-- Jobs --
1. Answer the following from the climate change commentary, marking each answer (a), (b), or (c) accordingly:
(a) Where did the IPCC Chairman named in the commentary begin his career?
(b) To what does the commentary attribute the current cooling?
(c) What does the commentary say happened to the hurricane named Earl?
2. Write out, word for word, the part of the climate change commentary that opens with the words containing "Scientists constantly challenge" and closes with "from the public.".
3. Extend the climate change commentary, picking up after its final sentence.

Only there is no global warming. The Earth has been in a decade-old cooling cycle.
Which scientists are being cited? What kind of scientists? The current IPCC Chairman, Rajendra Pachauri began his career in an Indian diesel-locomotive factory. The Wall Street Journal pointed out that, “As an academic, he staunchly defended his country’s right to burn coal.”
And what do isolated natural events that occur in a brief time span have to do with alleged climate trends that can only be measured in centuries? Did the editorial writer ever hear of the Medieval Warm Period or of the Little Ice Age that followed it? Both were spread over centuries, not a single summer.
“Glaciers that have been stable for centuries are now melting at an alarming rate.” No, they’re not. Indeed, many are melting less as the result of the current cooling cycle. The cooling is due to lower solar activity; the result of a significant reduction in solar storms that are commonly called sunspots. This is the stuff they teach in Meteorology 101.
“Hurricanes are becoming more severe as ocean temperatures rise.” You mean like the Category 4 Hurricane named Earl that in a matter of two or three days became a Category 1 and then fizzled out as a tropical storm? The hurricane named Katrina was an anomaly, a category 5, and they don’t occur that often. Consider the relatively tame hurricane seasons we’ve had since then.
“A rational person would look at this evidence and listen to the scientists who are warning of catastrophic impacts over the next few decades, such as coastal flooding and the collapse of rain-fed agriculture in many regions, especially Africa.”
It’s too bad the writer of this editorial didn’t display enough rationality to even question what the unnamed “scientists” were saying; much in the same way Al Gore has been telling everyone the same thing only to be revealed as a charlatan seeking to enrich himself from hoped-for climate legislation. The Chicago Exchange that sells “carbon credits” is close to failure as this bogus “market” collapses from the revelation that there is no global warming.
Scientists constantly challenge one another’s work. That is part of the scientific method. Journalists are supposed to exercise a healthy skepticism, but in the case of the scientists who did express skepticism, they were labeled “deniers” until the truth could no longer be hidden from the public.
“Republicans in Washington have killed any chance for climate change legislation, for now. Polls show that while most Americans believe climate change is occurring, most Republicans do not.” So, apparently, the climate is determined by one’s political affiliation. The polls show increasing doubt about global warming along with the trend that most Americans disapprove of the job President Obama and the Democrat-controlled Congress have done.
“The Environmental Protection Agency under Lisa Jackson is preparing to impose regulations on carbon emissions, as the Clean Air Act requires.”
Wrong again. The Clean Air Act does not include carbon dioxide, even though the Supreme Court mistakenly called it a “pollutant.” Carbon dioxide does not need to be regulated because it plays no role whatever as regards the planet’s climate and because it is a gas that is vital to all vegetation on Earth in the same fashion oxygen is vital to animal life. The editorial writer is a complete moron.
“As the world dawdles, this problem will grow worse, and the solution will have to be more drastic, more expensive and disruptive. For that, we will have climate-change skeptics to thank.” This editorial reeks of the same eco-lunacy that could be found in the Unabomber’s manifesto or the Internet declaration posted by the lunatic who took hostages in Maryland a week ago, threatening to kill them unless the Discovery channel gave him a show of his own.

-- Stored data --
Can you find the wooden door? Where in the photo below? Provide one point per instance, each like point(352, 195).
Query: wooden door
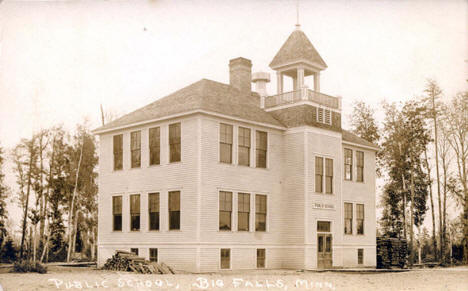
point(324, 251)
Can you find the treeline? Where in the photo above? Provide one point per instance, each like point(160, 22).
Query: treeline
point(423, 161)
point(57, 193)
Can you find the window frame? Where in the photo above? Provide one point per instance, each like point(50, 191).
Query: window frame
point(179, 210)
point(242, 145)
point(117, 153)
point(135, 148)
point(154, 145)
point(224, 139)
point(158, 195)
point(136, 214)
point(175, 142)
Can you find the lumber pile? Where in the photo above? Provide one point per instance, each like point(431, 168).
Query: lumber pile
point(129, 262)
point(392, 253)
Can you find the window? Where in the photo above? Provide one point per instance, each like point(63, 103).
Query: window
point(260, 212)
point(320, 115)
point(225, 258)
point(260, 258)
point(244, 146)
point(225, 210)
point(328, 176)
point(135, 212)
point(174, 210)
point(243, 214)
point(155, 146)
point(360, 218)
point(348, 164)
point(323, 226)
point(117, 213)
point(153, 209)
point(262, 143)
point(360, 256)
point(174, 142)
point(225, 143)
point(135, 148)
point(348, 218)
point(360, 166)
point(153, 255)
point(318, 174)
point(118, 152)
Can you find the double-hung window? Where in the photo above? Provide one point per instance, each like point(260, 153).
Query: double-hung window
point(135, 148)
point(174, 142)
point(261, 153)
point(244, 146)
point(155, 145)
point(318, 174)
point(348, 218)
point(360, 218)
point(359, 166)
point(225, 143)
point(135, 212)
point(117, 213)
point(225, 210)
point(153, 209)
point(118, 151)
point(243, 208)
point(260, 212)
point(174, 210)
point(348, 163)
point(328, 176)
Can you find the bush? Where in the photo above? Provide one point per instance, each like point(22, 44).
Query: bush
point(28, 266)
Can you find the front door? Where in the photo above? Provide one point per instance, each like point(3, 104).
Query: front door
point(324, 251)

--

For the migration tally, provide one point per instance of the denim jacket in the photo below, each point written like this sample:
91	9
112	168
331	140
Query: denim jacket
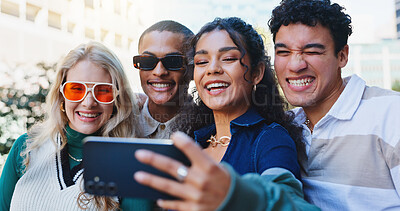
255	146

--

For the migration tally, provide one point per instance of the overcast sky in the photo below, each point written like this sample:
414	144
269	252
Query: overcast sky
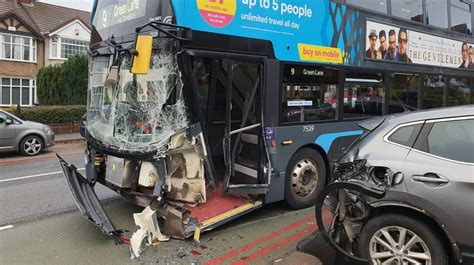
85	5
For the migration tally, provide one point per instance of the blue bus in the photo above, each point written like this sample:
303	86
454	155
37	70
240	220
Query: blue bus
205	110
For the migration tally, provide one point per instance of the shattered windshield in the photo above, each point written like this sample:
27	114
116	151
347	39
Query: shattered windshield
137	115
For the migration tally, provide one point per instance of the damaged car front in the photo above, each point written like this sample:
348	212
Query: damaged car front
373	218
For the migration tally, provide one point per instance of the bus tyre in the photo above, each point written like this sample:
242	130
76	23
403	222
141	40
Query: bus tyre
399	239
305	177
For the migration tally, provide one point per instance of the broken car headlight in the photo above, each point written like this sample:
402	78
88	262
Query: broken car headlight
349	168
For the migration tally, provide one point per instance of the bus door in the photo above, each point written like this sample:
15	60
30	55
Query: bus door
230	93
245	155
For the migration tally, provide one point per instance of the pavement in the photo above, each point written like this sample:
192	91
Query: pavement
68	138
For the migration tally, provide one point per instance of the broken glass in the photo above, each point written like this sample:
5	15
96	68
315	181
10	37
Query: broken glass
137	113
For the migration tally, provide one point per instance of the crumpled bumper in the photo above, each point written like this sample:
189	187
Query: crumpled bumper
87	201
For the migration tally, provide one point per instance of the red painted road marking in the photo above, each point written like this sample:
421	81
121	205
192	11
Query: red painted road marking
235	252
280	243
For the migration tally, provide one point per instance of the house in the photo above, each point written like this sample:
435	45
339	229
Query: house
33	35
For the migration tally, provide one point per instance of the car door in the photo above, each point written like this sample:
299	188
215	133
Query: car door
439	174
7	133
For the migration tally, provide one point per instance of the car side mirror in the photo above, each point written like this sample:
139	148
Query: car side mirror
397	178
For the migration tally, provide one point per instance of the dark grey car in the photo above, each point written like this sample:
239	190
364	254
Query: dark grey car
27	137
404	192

-- Expected responses --
1.
(a) In an Indian diesel-locomotive factory.
(b) To lower solar activity, resulting from a significant reduction in solar storms commonly called sunspots.
(c) It went from a Category 4 to a Category 1 in a matter of two or three days and then fizzled out as a tropical storm.

2.
Scientists constantly challenge one another’s work. That is part of the scientific method. Journalists are supposed to exercise a healthy skepticism, but in the case of the scientists who did express skepticism, they were labeled “deniers” until the truth could no longer be hidden from the public.

3.
The newspaper was completely within its rights to publish the repetition of the kind of alarmism contained in the editorial, but it also has an obligation to get its facts right.
It reminded me of a comment by my friend, Dr. Richard Lindzen. He is one of the world’s most respected climatologists, a Massachusetts Institute of Technology Professor of Atmospheric Science.
"Future generations will wonder in bemused amazement that the early 21st century's developed world went into hysterical panic over a globally averaged temperature increase of a few tenths of a degree, and, on the basis of gross exaggerations of highly uncertain computer projections combined into implausible chains of inference, proceeded to contemplate a roll-back of the industrial age."
The journalist H.L. Mencken had it right, "The urge to save humanity is almost always a false front for the urge to rule."
© Alan Caruba, 2010
Wednesday, July 14, 2010
Public Relations and the World

By Alan Caruba
PR Week publishes monthly editions in addition to its other news services and the July issue is devoted to “The most powerful people in PR.” All industries have their major players, so there is nothing surprising that public relations would also have its heavy hitters, but there are some interesting insights to be gleaned from the list of the twenty-five chosen.
I have plied the magic arts and crafts of public relations since the 1970s when I gave up the notion of ever making a decent living as a journalist. Journalism offers tons of ego satisfaction, but the pay was bad back then and, by comparison with other professions, not much better today.
The major players are, not surprisingly, the ones in charge of projecting and protecting a corporate “image”, otherwise known as perception. Number one on the list is Katie Cotton, the VP of worldwide corporate communications for Apple. She is teamed with Steve Jobs its cofounder and CEO because, together, they are the dynamic due of PR for a company that is testimony to American innovation and enterprise. It’s a very good choice.
Corporate PR folk on the list include Leslie Dach, VP for Wal-Mart; Jon Iwata, VP for IBM; Ed Skyler, Executive VP for Citigroup; Sally Susman, Senior VP for Pfizer; Chris Hassell fpr Procter & Gamble; Gary Sheffer, VP for GE; Bill Margaritis, VP for FedEx; Rachel Whetstone, VP for Google, Julie Hamp, Senior VP for PepsiCo; and Teri Everett, SVP of News Corporation.
One thing should particularly be obvious and which continues throughout the list is the role of women at very high levels, even if men continue to dominate these positions. Of particular interest is the inclusion of Stephanie Cutter among the “most powerful” as an Assistant to the President for Special Projects. That is president as in President of the United States of America. While Robert Gibbs is in the spotlight as Obama’s spokesperson, Cutter played an essential role in his campaign and now in his administration.
Of the top twenty-five named, nine were women. That’s progress.
Among the other “power principals”, there are the expected CEOs of major agencies such as Richard Edelman of Edelman; Harris Diamond, CEO of Shandwick Worldwide; Mark Penn, CEO of Burson-Marsteller, Paul Taaffe, CEO of Hill & Knowlton; and Margery Kraus, CEO of APCO Worldwide. It is worth noting that these public relations firms operate on a global basis.
In a recent public television documentary on George P. Schultz who served in many top posts, including Secretary of State for Ronald Reagan, he noted that while people think cabinet members have a lot of power, their primary power is the ability to persuade people to support their policies. I cite this because the U.S. government employs a small army of “communications” people whose job is to marshal support. Meanwhile, Washington, D.C. probably has more PR agencies per square mile than any other city in the nation.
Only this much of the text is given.